Revise the data from the line with "the sweater collar." up to and including the last line of the data, replacing "sunlight" with "daylight" and keeping everything else the same. Leave the pictures out of your answer.

DATASET EXTRACT:
══════════════════════════════

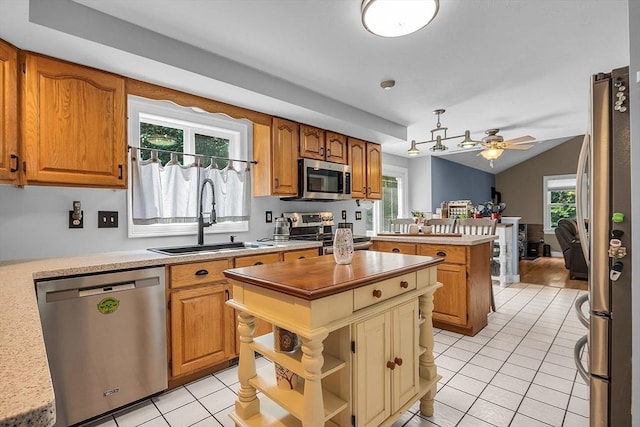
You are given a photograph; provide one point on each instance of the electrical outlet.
(107, 219)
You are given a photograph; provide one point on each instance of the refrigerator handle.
(577, 357)
(578, 305)
(582, 163)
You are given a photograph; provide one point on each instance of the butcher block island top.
(364, 334)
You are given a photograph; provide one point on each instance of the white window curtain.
(165, 194)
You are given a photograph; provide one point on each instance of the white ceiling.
(519, 65)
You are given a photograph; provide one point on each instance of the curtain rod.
(253, 162)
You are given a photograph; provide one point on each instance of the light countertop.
(26, 389)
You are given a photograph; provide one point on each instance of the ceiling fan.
(494, 145)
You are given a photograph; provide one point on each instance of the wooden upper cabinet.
(322, 145)
(336, 148)
(73, 124)
(374, 171)
(276, 151)
(9, 160)
(365, 159)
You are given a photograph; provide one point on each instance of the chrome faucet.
(212, 220)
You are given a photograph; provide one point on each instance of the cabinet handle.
(17, 159)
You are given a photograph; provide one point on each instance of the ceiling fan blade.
(518, 147)
(519, 140)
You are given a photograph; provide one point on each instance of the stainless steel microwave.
(319, 180)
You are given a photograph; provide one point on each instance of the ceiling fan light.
(467, 142)
(413, 150)
(395, 18)
(492, 153)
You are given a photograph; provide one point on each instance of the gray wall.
(634, 100)
(452, 181)
(521, 185)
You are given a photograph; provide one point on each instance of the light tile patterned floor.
(518, 371)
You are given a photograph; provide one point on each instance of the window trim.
(199, 121)
(548, 229)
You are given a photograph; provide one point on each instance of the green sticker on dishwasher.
(108, 305)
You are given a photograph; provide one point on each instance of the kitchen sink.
(213, 247)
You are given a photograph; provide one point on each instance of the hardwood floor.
(549, 271)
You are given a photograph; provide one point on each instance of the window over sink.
(179, 148)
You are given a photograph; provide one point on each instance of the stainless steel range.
(319, 226)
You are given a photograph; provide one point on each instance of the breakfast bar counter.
(366, 352)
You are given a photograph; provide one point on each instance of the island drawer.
(195, 273)
(382, 291)
(451, 254)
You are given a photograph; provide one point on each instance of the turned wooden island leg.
(312, 361)
(247, 404)
(427, 365)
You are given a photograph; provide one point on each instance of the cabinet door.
(199, 336)
(8, 113)
(358, 163)
(395, 247)
(284, 159)
(374, 171)
(312, 142)
(372, 376)
(450, 301)
(404, 354)
(73, 124)
(336, 148)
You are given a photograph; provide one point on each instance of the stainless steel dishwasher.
(105, 336)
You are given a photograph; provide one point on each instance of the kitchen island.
(464, 301)
(366, 351)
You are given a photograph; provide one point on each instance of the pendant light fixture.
(395, 18)
(439, 134)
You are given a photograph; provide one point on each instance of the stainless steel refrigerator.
(604, 219)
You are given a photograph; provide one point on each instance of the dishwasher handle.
(106, 289)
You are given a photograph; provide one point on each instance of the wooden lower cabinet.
(200, 323)
(386, 363)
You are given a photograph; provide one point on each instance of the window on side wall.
(394, 200)
(163, 191)
(559, 200)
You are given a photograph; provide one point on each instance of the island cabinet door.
(450, 301)
(372, 379)
(199, 335)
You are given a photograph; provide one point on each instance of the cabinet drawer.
(395, 247)
(198, 272)
(451, 254)
(247, 261)
(382, 291)
(303, 253)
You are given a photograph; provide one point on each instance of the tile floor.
(518, 371)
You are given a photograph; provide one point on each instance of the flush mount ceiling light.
(395, 18)
(387, 84)
(439, 134)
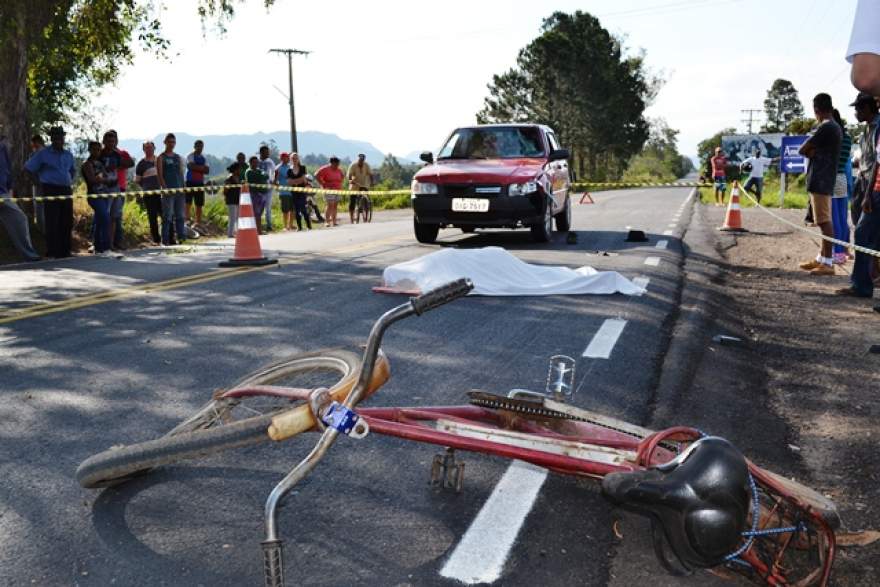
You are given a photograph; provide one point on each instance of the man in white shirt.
(864, 48)
(756, 176)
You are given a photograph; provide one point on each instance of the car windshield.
(493, 143)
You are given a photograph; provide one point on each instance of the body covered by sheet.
(496, 272)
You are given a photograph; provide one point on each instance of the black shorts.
(195, 196)
(286, 203)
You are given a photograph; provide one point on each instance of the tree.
(575, 78)
(782, 105)
(55, 53)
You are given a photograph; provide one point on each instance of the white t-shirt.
(758, 165)
(865, 36)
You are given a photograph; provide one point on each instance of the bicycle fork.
(273, 559)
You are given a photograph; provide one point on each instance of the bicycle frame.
(579, 443)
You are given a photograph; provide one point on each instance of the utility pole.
(750, 112)
(290, 53)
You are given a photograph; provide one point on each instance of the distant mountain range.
(310, 142)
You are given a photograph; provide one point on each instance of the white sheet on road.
(495, 272)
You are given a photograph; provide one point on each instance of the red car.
(494, 176)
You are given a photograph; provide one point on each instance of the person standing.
(232, 194)
(268, 167)
(756, 175)
(196, 170)
(11, 216)
(53, 167)
(100, 181)
(840, 197)
(330, 177)
(823, 148)
(360, 178)
(119, 162)
(284, 196)
(146, 176)
(257, 179)
(297, 178)
(170, 170)
(719, 175)
(867, 112)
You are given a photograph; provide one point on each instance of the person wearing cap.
(11, 216)
(719, 175)
(360, 178)
(330, 177)
(823, 148)
(866, 200)
(268, 167)
(53, 167)
(284, 196)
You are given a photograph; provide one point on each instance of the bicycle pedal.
(446, 473)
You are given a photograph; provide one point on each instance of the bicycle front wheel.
(230, 420)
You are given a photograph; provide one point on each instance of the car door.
(559, 177)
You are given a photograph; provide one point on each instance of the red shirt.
(330, 178)
(719, 162)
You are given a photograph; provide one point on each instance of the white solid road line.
(484, 548)
(605, 338)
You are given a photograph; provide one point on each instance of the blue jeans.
(867, 234)
(840, 219)
(173, 207)
(101, 206)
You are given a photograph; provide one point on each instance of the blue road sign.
(791, 161)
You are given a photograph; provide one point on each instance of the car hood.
(501, 171)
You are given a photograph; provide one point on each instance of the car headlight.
(522, 189)
(420, 188)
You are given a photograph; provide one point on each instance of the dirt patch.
(821, 382)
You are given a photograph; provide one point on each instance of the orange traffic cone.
(733, 218)
(247, 238)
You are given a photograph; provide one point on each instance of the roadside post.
(791, 161)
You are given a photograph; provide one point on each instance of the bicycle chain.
(534, 409)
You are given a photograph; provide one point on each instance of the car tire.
(563, 219)
(425, 233)
(542, 231)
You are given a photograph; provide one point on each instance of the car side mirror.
(559, 154)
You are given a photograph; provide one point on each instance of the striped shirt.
(845, 150)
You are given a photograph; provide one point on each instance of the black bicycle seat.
(700, 500)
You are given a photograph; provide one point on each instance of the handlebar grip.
(441, 295)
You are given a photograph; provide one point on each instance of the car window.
(493, 143)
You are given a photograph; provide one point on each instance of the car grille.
(472, 190)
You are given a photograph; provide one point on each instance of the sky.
(402, 74)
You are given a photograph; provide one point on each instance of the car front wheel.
(543, 230)
(425, 233)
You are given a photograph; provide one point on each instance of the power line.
(750, 112)
(290, 53)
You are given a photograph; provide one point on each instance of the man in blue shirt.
(53, 167)
(11, 215)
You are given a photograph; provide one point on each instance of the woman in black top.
(296, 177)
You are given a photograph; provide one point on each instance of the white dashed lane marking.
(605, 338)
(484, 548)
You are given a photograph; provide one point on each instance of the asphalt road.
(128, 366)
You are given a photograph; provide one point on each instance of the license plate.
(470, 205)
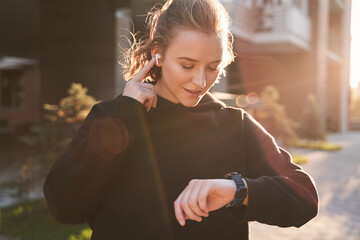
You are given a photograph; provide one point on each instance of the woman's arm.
(79, 178)
(279, 192)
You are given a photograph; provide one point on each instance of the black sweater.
(125, 168)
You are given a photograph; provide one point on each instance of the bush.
(272, 115)
(54, 135)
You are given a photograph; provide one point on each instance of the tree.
(272, 115)
(54, 135)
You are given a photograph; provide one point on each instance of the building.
(300, 47)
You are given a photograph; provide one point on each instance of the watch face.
(241, 194)
(228, 175)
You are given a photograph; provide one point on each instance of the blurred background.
(57, 58)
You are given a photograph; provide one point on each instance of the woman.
(150, 164)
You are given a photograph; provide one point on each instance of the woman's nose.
(200, 79)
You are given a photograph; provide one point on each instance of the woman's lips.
(193, 93)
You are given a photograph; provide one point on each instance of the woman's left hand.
(202, 196)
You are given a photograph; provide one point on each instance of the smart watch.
(241, 190)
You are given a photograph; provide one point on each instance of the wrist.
(241, 190)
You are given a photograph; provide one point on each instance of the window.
(11, 89)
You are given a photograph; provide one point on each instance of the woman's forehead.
(196, 45)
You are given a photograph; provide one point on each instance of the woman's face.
(191, 59)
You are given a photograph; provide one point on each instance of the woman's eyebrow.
(193, 60)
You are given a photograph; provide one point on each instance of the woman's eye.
(214, 69)
(187, 67)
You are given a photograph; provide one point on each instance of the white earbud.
(157, 56)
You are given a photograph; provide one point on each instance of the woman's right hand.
(142, 92)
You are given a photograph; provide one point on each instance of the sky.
(355, 44)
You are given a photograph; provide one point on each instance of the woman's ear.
(157, 54)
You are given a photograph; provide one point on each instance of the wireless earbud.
(157, 56)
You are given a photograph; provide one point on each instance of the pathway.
(337, 177)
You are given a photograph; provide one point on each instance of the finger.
(147, 86)
(194, 199)
(202, 197)
(179, 214)
(144, 71)
(185, 205)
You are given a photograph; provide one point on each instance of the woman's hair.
(207, 16)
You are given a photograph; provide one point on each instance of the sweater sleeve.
(279, 191)
(79, 178)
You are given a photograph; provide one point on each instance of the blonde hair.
(208, 16)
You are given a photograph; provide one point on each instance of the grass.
(31, 220)
(325, 146)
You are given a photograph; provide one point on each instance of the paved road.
(337, 177)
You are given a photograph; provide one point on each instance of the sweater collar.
(207, 103)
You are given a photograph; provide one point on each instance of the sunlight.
(355, 45)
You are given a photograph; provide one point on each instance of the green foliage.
(311, 127)
(54, 135)
(273, 117)
(17, 221)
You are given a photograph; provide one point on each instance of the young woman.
(158, 161)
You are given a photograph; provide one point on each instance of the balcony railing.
(269, 23)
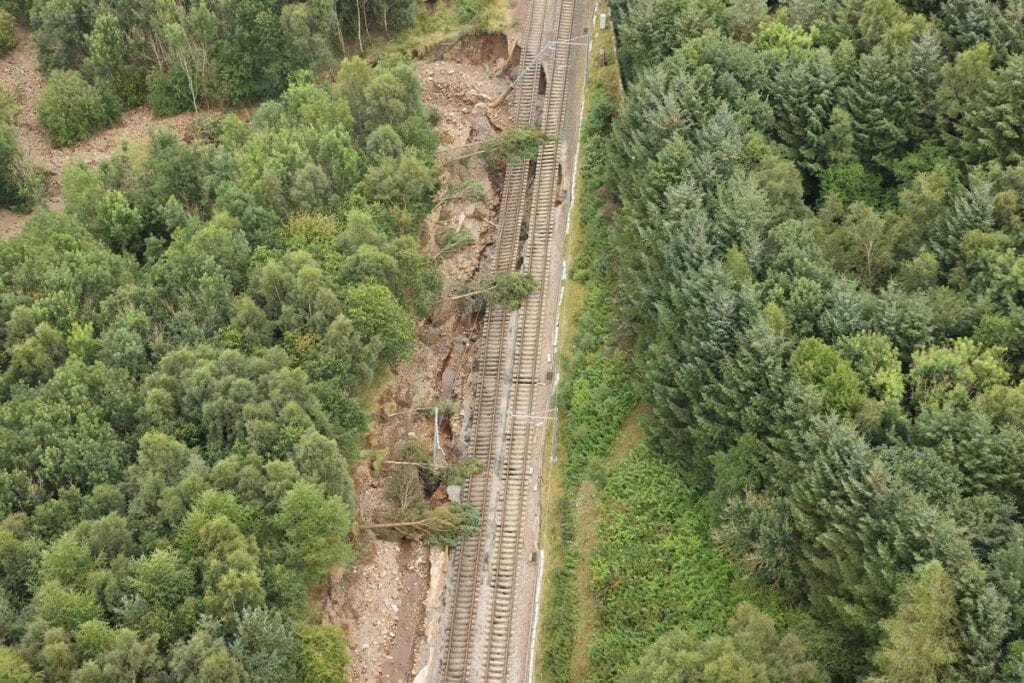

══════════════════════════════

ANSWER IN FULL:
You are given a photograph; provide one point on each instance of the sweater collar.
(207, 103)
You are given a photograph; provide one point on each instance of the daylight.
(355, 45)
You are given a photograph; provide one point on each instance of the green foliage.
(311, 127)
(54, 135)
(273, 117)
(17, 221)
You are given a photograph; provide one point on each instance of the young woman.
(158, 161)
You are given a photograph; provide one point on each instance of the balcony railing.
(269, 23)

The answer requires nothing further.